■ SOURCE MATERIAL
* * * * * * * * *

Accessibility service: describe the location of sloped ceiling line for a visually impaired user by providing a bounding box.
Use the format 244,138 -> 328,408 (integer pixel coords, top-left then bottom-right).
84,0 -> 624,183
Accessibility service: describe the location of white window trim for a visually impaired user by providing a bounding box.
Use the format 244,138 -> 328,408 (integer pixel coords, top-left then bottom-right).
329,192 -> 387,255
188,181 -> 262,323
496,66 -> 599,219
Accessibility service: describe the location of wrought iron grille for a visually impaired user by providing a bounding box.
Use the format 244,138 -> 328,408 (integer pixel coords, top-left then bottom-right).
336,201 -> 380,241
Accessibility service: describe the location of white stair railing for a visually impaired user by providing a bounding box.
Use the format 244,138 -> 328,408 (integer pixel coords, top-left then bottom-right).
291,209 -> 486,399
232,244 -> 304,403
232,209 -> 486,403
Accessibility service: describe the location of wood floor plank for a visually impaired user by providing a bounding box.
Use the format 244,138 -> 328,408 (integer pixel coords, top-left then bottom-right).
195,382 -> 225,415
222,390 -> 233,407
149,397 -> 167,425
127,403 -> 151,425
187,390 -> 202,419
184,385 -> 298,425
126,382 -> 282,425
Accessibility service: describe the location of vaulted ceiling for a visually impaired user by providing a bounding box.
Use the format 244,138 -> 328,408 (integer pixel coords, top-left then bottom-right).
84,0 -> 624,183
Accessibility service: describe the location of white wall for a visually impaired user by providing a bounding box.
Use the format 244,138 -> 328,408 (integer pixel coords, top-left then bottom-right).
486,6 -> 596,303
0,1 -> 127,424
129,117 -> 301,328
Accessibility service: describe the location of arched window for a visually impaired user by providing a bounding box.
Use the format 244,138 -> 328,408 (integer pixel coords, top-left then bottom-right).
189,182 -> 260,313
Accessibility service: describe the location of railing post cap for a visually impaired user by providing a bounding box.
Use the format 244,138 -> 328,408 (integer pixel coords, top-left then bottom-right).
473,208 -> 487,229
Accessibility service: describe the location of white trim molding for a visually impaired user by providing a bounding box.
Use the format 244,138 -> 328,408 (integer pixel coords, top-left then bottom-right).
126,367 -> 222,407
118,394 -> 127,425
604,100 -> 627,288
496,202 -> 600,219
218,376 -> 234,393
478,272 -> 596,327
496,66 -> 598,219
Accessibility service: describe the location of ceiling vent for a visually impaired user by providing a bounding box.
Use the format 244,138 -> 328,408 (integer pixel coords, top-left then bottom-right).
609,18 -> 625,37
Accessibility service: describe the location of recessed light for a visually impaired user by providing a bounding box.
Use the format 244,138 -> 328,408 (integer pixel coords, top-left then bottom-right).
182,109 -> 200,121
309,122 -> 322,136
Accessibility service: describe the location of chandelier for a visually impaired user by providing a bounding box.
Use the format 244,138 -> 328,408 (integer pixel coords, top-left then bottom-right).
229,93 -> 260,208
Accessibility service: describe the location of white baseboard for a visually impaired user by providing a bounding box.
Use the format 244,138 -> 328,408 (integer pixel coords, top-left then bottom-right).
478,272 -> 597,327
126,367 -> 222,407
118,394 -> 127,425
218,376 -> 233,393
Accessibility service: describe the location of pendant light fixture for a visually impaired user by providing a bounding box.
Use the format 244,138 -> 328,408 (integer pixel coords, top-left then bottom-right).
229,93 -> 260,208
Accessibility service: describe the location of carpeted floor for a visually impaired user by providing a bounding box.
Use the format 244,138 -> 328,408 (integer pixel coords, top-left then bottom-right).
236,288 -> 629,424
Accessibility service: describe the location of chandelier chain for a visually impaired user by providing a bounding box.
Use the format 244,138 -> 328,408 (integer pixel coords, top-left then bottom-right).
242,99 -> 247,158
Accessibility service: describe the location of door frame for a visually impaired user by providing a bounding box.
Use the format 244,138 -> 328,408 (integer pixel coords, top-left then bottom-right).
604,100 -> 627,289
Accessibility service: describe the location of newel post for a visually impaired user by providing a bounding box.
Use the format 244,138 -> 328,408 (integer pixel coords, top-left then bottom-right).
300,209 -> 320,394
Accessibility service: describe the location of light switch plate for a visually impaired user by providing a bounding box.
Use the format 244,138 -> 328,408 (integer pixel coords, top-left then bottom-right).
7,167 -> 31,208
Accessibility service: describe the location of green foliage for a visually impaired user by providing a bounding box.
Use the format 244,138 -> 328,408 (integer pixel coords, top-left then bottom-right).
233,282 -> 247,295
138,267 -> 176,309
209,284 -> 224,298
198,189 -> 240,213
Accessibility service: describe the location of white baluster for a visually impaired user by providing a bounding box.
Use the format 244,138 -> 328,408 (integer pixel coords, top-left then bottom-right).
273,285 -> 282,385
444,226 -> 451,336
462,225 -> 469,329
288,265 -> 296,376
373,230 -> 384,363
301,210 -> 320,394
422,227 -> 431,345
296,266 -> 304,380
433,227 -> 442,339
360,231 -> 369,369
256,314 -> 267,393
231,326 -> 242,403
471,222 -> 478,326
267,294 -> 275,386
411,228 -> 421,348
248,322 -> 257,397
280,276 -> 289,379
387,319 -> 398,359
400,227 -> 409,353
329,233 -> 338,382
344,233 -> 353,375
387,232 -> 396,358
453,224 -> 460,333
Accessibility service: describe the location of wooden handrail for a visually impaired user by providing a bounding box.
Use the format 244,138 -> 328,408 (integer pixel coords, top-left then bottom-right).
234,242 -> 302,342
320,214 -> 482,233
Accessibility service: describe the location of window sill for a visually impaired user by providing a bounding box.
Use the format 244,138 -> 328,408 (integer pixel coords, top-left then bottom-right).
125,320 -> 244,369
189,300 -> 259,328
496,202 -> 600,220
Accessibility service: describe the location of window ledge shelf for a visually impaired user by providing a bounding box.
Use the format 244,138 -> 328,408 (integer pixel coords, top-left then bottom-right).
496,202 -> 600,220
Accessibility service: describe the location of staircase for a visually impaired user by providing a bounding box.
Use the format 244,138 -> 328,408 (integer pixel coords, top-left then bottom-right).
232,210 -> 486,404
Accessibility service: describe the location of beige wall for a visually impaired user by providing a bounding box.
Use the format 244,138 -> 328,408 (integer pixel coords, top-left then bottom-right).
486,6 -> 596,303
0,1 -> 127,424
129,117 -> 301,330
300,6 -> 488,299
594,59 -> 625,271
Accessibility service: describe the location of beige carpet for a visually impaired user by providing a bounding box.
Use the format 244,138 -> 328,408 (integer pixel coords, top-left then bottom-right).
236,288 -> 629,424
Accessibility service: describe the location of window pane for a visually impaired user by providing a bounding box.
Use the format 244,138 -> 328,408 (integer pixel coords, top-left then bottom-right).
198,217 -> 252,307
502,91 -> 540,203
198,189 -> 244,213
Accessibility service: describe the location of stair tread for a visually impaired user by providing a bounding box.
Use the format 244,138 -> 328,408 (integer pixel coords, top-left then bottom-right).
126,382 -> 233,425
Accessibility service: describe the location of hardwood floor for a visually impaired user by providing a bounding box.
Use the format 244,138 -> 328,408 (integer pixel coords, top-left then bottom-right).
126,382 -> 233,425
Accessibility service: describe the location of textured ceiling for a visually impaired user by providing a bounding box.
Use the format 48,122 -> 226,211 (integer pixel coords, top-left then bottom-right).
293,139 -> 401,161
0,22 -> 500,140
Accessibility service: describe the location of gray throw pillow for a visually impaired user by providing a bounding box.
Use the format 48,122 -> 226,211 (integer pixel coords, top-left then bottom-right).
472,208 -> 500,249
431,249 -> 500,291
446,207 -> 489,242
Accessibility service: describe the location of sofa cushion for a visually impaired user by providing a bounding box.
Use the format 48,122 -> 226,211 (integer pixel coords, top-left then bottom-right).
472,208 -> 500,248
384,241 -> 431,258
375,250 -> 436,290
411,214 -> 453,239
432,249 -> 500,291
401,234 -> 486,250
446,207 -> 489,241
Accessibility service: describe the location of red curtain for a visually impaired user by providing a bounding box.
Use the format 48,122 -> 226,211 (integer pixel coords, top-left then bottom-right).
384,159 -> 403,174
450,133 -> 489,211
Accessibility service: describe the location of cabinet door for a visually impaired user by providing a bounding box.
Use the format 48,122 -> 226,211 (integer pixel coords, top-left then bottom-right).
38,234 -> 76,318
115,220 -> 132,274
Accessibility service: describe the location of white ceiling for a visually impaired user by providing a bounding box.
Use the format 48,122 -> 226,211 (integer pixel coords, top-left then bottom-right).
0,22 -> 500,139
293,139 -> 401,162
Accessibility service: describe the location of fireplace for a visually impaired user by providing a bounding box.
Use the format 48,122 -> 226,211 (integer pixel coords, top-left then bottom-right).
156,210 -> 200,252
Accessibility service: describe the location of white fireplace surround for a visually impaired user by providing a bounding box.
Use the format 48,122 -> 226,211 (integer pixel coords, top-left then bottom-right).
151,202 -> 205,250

* * * * * * * * *

■ WORK REQUIRED
Convert the part of the entries that opens with the line containing "Accessibility service: describe the location of railing" and closes with the line containing "218,376 -> 233,393", both included, into a JSON list of strings. Give one string per line and leave out blank lines.

■ RESPONSE TO THIS TASK
[
  "Accessibility service: describe the location of railing post cap for a visually impaired user by providing a bounding box.",
  "Use the format 244,138 -> 328,408 (integer pixel coords, top-left then bottom-right).",
  "473,208 -> 487,229",
  "Accessibility service: describe the location of white trim molding for a visually impaired user by providing a bounding box.",
  "Use the format 244,138 -> 328,408 (integer pixel coords, top-left then bottom-right).",
  "126,367 -> 222,407",
  "118,394 -> 127,425",
  "604,100 -> 627,288",
  "496,202 -> 600,219",
  "218,376 -> 234,393",
  "478,272 -> 596,327",
  "496,66 -> 598,219",
  "Accessibility service: describe the location of ceiling vent for a visually impaired user by providing a bounding box.",
  "Use the format 244,138 -> 328,408 (integer pixel coords, top-left then bottom-right).",
  "609,18 -> 625,37",
  "Accessibility service: describe the location of recessed light for a visually impaired user by providing a bounding box.",
  "Use the format 244,138 -> 328,408 (integer pixel coords, top-left then bottom-right).",
  "182,109 -> 200,121",
  "309,122 -> 322,136",
  "Accessibility service: describe the location of chandelier for a visually impaired user by providing a bounding box.",
  "Use the format 244,138 -> 328,408 (integer pixel coords, top-left then bottom-right).",
  "229,93 -> 260,208",
  "Accessibility service: describe the location of white baseboard for a visually impaired user by providing a bounding box.",
  "Use the format 244,138 -> 328,408 (integer pixel coords, top-left then bottom-right).",
  "478,272 -> 597,327",
  "126,367 -> 222,407",
  "118,394 -> 127,425",
  "218,376 -> 233,393"
]